> WORK INSTRUCTIONS:
Copy the lines below word for word, and leave the pictures out of your answer.

> SOURCE DATA:
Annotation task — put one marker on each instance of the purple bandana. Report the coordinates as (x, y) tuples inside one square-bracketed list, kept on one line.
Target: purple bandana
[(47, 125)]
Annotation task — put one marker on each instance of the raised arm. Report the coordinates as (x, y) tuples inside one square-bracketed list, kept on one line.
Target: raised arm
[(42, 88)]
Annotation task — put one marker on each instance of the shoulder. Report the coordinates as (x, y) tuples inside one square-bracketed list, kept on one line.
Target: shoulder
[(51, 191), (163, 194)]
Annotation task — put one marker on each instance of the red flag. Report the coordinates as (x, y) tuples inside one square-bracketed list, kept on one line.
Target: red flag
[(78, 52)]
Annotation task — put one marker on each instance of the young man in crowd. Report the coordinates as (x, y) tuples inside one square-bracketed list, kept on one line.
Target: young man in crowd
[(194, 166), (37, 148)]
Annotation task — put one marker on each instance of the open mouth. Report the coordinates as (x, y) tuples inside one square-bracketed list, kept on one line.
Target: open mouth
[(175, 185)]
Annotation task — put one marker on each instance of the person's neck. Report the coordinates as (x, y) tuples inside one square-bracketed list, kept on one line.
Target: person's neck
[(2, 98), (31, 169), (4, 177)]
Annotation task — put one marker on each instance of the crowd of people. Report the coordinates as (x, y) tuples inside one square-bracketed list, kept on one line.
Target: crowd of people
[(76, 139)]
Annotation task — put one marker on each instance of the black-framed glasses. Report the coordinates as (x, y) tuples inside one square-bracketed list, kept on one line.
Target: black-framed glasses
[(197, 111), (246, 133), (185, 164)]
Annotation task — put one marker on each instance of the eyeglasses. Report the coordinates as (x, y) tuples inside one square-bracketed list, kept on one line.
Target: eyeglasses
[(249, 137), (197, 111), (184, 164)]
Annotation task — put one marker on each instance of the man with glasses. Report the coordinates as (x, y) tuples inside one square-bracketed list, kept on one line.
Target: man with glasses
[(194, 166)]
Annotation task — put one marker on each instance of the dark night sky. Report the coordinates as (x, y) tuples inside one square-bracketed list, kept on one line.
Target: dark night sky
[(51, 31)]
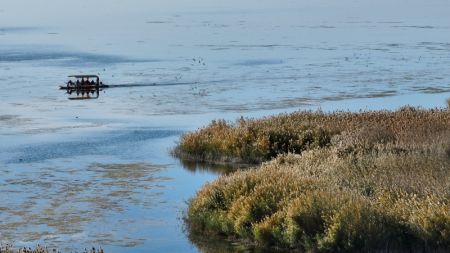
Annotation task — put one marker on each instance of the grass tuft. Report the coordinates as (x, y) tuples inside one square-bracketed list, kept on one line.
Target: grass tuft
[(362, 181)]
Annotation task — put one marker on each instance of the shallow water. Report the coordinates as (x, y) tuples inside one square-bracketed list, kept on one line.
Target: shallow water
[(98, 172)]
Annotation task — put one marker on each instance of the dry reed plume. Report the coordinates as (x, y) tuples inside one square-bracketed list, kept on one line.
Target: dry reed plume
[(340, 182)]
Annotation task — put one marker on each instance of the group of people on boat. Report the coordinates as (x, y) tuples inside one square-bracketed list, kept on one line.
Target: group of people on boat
[(82, 83)]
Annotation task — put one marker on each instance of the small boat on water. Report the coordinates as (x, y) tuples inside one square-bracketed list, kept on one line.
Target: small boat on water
[(83, 82), (83, 87)]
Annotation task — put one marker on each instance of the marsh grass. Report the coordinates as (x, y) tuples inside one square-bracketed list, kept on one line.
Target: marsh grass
[(258, 140), (380, 181)]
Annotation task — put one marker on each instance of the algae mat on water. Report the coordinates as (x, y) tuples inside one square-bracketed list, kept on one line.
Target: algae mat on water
[(381, 181)]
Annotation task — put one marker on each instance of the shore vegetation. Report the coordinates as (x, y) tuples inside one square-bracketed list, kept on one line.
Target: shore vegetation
[(329, 182)]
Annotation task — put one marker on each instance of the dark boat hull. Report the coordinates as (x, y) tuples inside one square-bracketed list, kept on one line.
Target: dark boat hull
[(85, 87)]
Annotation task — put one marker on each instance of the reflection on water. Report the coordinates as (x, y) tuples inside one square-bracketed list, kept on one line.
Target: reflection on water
[(178, 65), (214, 244), (220, 169)]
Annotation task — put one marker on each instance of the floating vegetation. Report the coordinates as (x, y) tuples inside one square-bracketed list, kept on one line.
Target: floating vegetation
[(362, 181), (40, 249), (76, 198)]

> EXERCISE ANSWER:
Annotation task — put one marker on each instance of the purple bandana. Report the coordinates as (x, y) tuples inside one square-bracketed list, kept on one line.
Target: purple bandana
[(47, 125)]
Annotation task — put one marker on each instance of the raised arm. Report the coordinates as (x, y) tuples inside one square-bracketed list, kept on one line.
Target: raised arm
[(42, 88)]
Annotation task — put one marker on each instance of the shoulder. Report the coordinates as (x, y) tuples inside one square-bracketed list, kept on one line.
Target: shoulder
[(51, 191), (163, 194)]
Annotation task — put one marker on each instance of the red flag. Report the coordinates as (x, y) tuples inside one square-bracketed list, kept on one line.
Target: red flag
[(78, 52)]
Annotation task — put one marker on each instance of the young man in crowd. Report the coordinates as (x, y) tuples inside one square-bracketed list, kept on one line.
Target: young man in crowd
[(194, 166), (37, 148)]
Annotation task — put one marker on each instance of the open mouth. Report the coordinates as (x, y) tuples inside one square-bracketed list, kept on one line.
Target: open mouth
[(175, 185)]
Annotation task — put one marker on each instance of the person's neck. Report the coordinates as (x, y) tuples inside one square-bracketed list, kept on one line.
Target: person's neck
[(2, 98), (31, 169), (4, 177)]
Annotation task — put one marker on each instance of the crowd of people. Report the coordinates as (x, y) tuples inside one square-bracketed list, kept on one line.
Target: crowd of people
[(76, 139)]
Annotation task — put one marker on each instance of the black-framed glasses. Report the coordinates as (x, y) tuples inside one square-bracketed list, kept on one line.
Target: black-framed glasses
[(197, 111), (246, 133), (185, 164)]
Annotation task — put one marker on each instance of the eyeglasses. Report the coordinates as (x, y) tuples inside one square-bracketed list, kept on one line.
Target: eyeglasses
[(249, 137), (197, 111), (184, 164)]
Annotation task — put one marker on each instance of the man with glasses. Report the coordinates as (x, y) tuples inside one square-bracketed list, kept on one line.
Target: man with glasses
[(194, 166)]
Annotation task — put one marker on each instance of the dark night sky. Report the coordinates as (x, y) tuples inside one square-bracketed list, kept on one line.
Target: dark night sky
[(51, 31)]
Annotation task — put one marker on each instance of the grass tuft. Report the coordinates as (x, y) tuples inside one square-bracketed list, kept on one line.
Target: grass tuft
[(362, 181)]
Annotation task — put one marker on each instance of the shallow water. Report the coordinates as (x, y) tuples inside one square-bracketed list, kept on one line.
Target: shallow water
[(98, 172)]
Annotation task — put one marker on each instance of the dry reed plume. Report the coordinates as (x, y) tuples inside one square-bracketed list, kept on one line.
Target: dry reed plume
[(340, 182)]
Annotation task — put one marker on each instance of the group of people on boat. Report the coordinates as (x, y) tuples inside one square-bracketed list, kept on one line.
Target: group of people on boat
[(82, 83)]
Annotation task — put one marker on each instance of the small boat on water. Report the coordinates as (x, y) tuples inside one square-bracketed list, kept on one line.
Target: small boat on water
[(83, 82), (83, 87)]
Annotation task — put one marker on each instance of the marsh grass. Report the coordinates as (x, y) tuples inside one square-bracketed list, kept on one line.
Target: marsh grass
[(258, 140), (380, 181)]
Annotation task — put one marker on each instance of the algae mat on water. Report the coordinates as (x, y) tuples inside one square-bracketed list, kept on one line.
Target: algae mat on water
[(381, 181)]
Annotation task — put one marker on each instance of the shore vegetation. Report the coordinates as (x, y) tuples inside one square-bracketed list, kept on one line.
Target: shore vegetation
[(329, 182)]
Annotation task — put one marker on each instance of the dark boat hull. Report the coordinates as (x, y) tuples inside one square-bracketed list, kept on one line.
Target: dark boat hull
[(85, 87)]
Annotation task — put one marker on each instance of the reflection on water. Report the coordinates as (x, y) tuples inside one square-bracketed list, kept on one line.
Target: reflection on water
[(178, 65), (214, 244), (220, 169)]
Annotation task — put one marker on each instance of the floating vegetation. Report the coordinates as (x, y) tuples inside one square-bracketed list, kept on one line.
Target: floating vegetation
[(362, 181), (40, 249), (76, 198)]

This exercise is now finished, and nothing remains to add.